--- AIM OF THE TASK ---
Please answer these from the People v. Denson passage below:
(a) How old was the girl?
(b) By what margin did the Court of Appeals majority reject Denson's argument about his earlier conviction?
(c) In what year was Denson convicted of sexually abusing his stepdaughter?

--- PROVIDED TEXT ---
- - - - -

Is evidence that an adult male made repeated offers to take a ten-year old girl on outings with him and at one time offered her the keys to his apartment legally sufficient to support a conviction for second degree kidnapping, where the man had only a passing acquaintance with the girl, his offers were unsolicited by the girl or her mother, and where the girl refused all the man’s requests to meet with her or to accept the keys to his apartment?

The Court of Appeals was confronted with this question recently in People v. Denson. As discussed previously, a 5-1 majority of the Court rejected Denson’s argument that the trial court erred in admitting evidence of his 1978 conviction for sexual abuse of his stepdaughter. But that was not all there was to this appeal.

Denson’s other argument raised the sufficiency of evidence issue mentioned above. The issue merited consideration because at no time did the defendant use any physical force against the girl; nor did she ever begin to accompany the defendant on any outing that he proposed to her. All of the defendant’s alleged efforts to attempt to kidnap the girl consisted only of offers to take her on outings or to provide her with the keys to his apartment – all of which the girl refused.

- - - - -

--- DATASET ENTRIES ---
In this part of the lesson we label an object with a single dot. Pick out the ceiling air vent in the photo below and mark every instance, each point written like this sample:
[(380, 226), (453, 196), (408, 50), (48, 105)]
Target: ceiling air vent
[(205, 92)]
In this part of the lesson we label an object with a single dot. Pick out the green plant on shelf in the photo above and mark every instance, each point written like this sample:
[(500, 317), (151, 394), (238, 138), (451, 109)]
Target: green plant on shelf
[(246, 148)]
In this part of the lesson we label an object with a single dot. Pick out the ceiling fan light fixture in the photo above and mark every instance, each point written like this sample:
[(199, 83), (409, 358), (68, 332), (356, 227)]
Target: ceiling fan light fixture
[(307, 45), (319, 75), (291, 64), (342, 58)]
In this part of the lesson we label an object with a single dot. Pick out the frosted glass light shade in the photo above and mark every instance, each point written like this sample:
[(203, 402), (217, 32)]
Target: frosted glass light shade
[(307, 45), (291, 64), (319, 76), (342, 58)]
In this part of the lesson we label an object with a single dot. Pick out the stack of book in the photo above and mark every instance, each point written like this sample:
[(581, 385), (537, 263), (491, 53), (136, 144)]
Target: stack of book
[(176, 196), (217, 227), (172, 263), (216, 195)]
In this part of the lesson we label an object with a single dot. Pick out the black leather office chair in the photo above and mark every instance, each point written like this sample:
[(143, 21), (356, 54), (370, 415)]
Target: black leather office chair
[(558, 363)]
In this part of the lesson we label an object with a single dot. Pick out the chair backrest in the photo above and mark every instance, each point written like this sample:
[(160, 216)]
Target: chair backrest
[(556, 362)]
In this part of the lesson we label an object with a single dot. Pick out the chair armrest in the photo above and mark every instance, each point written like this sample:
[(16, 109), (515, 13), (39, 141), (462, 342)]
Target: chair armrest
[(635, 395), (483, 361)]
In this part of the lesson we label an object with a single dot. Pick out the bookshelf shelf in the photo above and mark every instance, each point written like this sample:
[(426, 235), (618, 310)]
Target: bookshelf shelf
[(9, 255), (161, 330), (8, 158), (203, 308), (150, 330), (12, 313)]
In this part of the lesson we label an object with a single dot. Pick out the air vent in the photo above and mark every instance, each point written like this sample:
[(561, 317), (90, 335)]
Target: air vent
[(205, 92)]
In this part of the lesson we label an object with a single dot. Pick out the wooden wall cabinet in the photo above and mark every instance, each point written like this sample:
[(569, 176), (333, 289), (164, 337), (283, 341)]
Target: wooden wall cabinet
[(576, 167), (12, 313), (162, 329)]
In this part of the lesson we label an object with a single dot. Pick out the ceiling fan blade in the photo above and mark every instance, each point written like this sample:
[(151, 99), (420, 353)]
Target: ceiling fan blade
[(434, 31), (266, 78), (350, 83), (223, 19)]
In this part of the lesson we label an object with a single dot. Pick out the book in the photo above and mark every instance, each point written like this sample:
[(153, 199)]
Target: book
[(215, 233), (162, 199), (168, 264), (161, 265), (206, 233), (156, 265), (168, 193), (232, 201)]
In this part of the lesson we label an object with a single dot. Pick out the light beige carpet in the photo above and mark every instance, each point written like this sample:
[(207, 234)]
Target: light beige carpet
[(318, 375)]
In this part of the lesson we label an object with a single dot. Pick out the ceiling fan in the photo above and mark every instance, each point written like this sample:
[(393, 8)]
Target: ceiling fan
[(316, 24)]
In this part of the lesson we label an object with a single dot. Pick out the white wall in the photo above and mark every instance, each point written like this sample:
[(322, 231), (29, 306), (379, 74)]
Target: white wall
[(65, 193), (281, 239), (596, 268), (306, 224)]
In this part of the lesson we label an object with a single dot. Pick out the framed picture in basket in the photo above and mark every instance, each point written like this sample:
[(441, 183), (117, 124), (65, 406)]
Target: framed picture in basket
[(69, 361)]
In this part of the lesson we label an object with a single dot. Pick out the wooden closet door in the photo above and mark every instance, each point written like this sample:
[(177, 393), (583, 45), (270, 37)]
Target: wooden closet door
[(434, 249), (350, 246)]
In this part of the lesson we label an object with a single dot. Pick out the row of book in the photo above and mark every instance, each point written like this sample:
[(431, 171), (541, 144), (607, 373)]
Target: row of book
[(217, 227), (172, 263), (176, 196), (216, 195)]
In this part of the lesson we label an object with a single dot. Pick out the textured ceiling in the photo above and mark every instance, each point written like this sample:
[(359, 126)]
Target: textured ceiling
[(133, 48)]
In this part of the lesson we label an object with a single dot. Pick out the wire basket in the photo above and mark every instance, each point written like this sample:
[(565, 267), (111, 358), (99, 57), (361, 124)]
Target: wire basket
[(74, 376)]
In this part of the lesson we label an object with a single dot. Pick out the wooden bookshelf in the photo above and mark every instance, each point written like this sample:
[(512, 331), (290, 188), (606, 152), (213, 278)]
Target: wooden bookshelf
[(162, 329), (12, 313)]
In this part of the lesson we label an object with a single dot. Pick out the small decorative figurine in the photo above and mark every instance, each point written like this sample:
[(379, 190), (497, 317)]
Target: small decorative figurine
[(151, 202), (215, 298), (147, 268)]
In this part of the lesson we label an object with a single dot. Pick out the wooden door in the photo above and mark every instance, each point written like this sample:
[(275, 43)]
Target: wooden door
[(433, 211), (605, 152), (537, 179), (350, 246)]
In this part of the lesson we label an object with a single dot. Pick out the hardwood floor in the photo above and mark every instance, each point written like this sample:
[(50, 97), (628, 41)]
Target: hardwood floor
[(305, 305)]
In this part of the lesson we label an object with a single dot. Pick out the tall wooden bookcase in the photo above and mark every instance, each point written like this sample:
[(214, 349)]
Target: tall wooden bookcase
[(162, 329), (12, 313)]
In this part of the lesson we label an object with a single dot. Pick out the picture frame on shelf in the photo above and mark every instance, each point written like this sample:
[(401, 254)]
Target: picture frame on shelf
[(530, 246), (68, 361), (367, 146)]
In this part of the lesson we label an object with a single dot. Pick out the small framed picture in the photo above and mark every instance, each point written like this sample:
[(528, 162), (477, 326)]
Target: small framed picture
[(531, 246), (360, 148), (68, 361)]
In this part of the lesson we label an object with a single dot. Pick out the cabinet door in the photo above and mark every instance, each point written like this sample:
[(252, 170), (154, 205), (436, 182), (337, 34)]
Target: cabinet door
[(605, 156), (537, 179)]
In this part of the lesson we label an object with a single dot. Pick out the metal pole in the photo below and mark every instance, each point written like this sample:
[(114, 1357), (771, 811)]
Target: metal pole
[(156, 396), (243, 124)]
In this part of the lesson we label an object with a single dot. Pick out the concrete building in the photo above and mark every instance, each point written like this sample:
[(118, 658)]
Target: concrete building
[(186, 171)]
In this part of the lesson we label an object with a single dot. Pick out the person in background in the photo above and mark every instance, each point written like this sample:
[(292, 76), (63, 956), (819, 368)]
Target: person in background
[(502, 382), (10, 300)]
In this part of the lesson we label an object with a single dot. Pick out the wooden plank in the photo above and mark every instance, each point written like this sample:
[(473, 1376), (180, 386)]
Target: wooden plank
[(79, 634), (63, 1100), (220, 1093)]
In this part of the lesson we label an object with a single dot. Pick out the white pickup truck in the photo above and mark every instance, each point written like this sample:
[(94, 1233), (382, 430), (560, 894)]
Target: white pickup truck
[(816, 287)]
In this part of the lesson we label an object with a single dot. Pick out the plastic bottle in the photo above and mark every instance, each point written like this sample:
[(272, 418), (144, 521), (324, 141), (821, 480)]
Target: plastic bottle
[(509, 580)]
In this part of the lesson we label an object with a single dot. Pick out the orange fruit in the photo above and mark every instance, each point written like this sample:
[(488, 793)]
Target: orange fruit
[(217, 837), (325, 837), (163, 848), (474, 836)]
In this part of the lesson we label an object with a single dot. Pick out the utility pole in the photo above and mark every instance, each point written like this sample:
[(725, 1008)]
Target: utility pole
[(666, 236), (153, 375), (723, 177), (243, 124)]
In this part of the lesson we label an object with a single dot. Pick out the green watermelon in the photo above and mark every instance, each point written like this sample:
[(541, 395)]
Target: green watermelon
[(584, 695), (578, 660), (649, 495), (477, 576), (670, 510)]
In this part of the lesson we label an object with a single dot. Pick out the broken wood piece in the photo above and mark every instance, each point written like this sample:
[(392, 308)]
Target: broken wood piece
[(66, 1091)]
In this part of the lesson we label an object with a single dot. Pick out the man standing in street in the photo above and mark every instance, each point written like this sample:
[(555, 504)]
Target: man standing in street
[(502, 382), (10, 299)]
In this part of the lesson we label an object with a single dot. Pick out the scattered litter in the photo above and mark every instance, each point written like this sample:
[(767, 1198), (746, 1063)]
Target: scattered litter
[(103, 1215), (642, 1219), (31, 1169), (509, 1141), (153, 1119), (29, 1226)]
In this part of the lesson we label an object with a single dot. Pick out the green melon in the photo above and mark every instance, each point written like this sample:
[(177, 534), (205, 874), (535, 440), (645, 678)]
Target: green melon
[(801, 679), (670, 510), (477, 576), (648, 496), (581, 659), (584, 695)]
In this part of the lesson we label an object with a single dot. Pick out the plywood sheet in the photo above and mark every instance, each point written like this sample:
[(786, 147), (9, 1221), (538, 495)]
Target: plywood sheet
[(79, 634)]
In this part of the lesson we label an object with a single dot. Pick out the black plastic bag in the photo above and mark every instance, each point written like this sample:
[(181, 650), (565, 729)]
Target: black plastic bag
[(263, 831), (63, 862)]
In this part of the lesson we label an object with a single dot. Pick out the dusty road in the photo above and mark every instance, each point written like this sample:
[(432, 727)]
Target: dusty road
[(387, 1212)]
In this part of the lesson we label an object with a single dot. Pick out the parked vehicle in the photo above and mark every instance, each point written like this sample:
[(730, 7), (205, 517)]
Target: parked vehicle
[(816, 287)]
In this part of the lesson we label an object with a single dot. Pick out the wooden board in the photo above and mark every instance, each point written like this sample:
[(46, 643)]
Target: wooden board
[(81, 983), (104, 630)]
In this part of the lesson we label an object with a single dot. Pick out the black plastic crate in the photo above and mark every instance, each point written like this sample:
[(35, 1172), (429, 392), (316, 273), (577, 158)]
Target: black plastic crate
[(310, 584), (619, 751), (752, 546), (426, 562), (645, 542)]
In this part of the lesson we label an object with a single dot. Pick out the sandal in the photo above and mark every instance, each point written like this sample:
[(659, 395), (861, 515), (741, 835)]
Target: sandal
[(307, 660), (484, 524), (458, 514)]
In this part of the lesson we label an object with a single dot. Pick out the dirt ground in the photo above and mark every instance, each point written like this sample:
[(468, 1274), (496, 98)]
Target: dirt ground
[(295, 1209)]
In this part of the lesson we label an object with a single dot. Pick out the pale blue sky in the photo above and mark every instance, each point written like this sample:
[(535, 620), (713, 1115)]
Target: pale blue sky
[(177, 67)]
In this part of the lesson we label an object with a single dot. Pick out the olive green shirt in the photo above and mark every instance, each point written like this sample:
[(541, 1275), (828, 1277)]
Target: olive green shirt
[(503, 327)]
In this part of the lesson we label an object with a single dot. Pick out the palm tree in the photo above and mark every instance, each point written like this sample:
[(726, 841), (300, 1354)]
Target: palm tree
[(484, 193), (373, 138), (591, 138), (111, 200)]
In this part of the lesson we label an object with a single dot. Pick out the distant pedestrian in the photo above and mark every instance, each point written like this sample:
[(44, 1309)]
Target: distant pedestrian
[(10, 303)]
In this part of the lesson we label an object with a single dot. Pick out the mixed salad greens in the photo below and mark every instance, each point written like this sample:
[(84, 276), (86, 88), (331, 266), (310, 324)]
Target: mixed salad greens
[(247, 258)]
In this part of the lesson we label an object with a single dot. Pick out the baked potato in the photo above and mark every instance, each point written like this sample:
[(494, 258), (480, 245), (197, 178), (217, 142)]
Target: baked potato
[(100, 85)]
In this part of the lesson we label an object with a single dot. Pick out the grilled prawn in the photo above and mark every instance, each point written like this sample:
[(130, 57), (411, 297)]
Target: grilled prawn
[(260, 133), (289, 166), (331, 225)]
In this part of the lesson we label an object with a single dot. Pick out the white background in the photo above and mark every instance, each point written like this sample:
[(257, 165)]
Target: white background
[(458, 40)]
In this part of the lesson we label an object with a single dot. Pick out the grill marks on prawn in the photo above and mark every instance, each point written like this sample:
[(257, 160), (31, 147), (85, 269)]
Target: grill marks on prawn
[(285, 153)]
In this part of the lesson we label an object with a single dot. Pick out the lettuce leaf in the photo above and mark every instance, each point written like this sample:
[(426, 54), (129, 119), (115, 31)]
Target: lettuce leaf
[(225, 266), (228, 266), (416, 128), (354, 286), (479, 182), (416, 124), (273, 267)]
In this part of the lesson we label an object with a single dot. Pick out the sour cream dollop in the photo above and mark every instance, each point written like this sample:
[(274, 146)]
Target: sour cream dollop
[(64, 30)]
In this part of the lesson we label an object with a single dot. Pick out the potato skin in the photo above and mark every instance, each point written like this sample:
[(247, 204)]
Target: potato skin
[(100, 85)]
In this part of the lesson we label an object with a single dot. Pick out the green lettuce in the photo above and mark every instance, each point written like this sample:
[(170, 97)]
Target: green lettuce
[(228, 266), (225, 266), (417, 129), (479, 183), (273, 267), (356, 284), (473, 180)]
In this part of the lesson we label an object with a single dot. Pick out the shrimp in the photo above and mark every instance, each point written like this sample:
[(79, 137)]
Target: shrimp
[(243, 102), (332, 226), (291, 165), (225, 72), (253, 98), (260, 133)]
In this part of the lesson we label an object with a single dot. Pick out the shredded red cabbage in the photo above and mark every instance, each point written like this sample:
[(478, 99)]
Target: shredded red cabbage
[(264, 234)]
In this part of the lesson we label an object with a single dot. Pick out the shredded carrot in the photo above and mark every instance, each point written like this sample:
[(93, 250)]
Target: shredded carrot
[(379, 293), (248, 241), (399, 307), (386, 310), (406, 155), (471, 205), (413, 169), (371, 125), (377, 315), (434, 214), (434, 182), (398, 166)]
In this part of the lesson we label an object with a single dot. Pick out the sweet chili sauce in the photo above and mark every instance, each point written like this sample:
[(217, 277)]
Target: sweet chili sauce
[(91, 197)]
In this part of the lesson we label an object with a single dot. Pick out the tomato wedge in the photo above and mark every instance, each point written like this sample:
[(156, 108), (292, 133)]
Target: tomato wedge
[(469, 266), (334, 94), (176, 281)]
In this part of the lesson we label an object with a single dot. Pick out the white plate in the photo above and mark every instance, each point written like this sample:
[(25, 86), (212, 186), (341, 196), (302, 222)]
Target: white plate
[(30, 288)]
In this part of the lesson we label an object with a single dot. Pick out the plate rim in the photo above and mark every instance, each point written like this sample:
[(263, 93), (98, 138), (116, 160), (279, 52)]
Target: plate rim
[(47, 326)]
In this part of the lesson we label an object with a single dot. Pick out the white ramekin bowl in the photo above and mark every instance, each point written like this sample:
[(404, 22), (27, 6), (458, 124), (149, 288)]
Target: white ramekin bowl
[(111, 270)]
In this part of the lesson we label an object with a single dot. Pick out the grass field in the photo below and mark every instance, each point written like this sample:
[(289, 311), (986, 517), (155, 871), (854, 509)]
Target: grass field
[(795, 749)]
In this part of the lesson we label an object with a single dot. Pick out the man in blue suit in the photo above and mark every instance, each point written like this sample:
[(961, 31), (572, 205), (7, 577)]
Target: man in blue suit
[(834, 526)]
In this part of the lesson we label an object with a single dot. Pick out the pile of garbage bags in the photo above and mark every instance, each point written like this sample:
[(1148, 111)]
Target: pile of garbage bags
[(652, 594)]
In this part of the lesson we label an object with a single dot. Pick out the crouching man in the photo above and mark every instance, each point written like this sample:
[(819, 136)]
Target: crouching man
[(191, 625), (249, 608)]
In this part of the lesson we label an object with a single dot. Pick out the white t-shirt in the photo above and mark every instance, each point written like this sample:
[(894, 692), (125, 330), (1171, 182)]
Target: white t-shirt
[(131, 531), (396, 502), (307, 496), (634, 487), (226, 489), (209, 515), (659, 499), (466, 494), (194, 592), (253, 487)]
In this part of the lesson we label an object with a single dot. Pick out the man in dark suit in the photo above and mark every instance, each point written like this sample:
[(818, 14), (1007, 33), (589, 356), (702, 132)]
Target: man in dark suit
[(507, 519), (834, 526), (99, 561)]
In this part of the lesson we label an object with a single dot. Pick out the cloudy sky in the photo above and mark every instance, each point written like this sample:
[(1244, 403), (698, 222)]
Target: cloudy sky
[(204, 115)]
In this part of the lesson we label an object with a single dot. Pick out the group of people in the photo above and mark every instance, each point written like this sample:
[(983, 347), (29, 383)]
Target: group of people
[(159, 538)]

- - - - -

--- RESPONSE FOR THIS EXERCISE ---
(a) Ten years old.
(b) 5-1.
(c) 1978.